Texte choisi:
<<<<
Arriver à l’aéroport, filer vers la porte d’embarquement, puis s’envoler sans être ralenti par une succession de contrôles, sans même avoir à dégainer carte d’embarquement ou passeport : tout voyageur d’affaires en rêve. Un rêve qui pourrait bientôt devenir réalité, car les spécialistes du transport travaillent à développer de nouvelles méthodes pour identifier instantanément les voyageurs de manière infaillible. La panacée pour tout service d’immigration en somme…
En pratique, il s’agit de coupler la technologie à l’humain, au sens technique du terme. Reconnaissance faciale, scanner de l’iris, identification vocale : le lexique aéroportuaire devient de plus en plus futuriste, digne du Guide du voyageur galactique de Douglas Adams. Ces méthodes d’identification sont regroupées sous l’appellation de biométrie, définie par la CNIL (Commission nationale informatique et libertés) comme “l’ensemble des techniques informatiques permettant de reconnaître automatiquement un individu à partir de ses caractéristiques physiques, biologiques, voire comportementales”.
>>>>
Consigne:
Répondez à ces questions d'après le texte choisi :
1. Quels documents le voyageur n'aurait-il même plus à dégainer ?
2. Quelles méthodes d'identification sont citées comme faisant partie du lexique aéroportuaire ?
3. Quel organisme donne la définition de la biométrie ?
Les données qui suivent ne sont pas nécessaires.

Données:
<<<<
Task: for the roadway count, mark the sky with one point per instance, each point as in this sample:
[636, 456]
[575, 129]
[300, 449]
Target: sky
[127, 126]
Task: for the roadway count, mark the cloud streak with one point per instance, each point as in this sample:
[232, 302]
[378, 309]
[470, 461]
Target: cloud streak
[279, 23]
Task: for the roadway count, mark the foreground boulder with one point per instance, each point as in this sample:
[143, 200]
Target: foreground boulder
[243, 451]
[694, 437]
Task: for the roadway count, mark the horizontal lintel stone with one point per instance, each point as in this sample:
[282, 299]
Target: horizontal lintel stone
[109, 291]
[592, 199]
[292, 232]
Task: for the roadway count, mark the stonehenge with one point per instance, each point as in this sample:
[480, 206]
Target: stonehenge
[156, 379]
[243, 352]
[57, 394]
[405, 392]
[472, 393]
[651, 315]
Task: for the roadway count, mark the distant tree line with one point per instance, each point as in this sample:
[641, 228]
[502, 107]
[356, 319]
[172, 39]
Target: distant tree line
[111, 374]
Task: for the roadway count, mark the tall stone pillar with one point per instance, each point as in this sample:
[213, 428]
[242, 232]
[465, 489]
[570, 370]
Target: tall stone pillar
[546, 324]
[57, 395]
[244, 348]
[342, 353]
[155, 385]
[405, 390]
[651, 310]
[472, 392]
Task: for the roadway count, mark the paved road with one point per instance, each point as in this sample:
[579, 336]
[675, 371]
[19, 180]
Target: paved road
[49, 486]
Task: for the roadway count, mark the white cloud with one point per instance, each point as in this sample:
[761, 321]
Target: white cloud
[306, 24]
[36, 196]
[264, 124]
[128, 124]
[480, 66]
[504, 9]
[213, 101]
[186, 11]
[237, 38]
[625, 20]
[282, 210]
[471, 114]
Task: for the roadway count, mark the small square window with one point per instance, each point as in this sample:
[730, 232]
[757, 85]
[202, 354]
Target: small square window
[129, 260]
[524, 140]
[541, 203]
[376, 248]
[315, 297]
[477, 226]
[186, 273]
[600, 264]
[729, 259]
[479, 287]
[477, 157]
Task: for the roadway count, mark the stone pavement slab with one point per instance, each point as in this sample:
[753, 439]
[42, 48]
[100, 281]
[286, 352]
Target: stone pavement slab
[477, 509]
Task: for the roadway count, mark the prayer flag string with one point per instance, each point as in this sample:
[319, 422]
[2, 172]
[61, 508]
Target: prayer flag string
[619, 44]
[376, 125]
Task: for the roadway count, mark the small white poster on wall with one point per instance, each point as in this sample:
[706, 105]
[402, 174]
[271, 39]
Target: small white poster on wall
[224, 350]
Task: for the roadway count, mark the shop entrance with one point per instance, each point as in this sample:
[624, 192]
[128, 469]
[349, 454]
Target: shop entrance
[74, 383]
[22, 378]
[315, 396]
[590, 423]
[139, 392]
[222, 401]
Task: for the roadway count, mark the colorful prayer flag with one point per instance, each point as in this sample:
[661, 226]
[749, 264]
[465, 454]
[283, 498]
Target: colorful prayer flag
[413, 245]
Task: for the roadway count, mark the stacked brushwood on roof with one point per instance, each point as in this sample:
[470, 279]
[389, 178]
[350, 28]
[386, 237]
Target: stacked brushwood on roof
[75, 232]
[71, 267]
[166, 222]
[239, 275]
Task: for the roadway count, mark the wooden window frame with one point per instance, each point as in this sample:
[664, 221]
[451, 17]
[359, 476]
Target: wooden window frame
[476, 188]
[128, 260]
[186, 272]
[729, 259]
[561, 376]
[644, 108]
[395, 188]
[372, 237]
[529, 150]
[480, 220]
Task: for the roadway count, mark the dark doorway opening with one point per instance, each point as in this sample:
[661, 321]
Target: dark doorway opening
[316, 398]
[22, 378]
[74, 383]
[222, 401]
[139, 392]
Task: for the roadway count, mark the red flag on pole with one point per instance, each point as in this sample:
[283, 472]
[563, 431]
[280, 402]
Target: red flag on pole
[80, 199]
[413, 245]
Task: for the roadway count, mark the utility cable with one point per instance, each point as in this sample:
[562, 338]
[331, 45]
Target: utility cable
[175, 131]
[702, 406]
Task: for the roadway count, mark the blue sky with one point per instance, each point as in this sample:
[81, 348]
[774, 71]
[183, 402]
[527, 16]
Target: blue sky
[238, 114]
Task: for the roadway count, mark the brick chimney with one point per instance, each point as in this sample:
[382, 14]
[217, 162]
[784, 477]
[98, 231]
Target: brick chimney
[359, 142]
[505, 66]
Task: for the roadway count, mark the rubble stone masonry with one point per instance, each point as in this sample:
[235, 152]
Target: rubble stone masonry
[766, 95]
>>>>
Réponse:
1. La carte d'embarquement et le passeport.
2. La reconnaissance faciale, le scanner de l'iris et l'identification vocale.
3. La CNIL (Commission nationale informatique et libertés).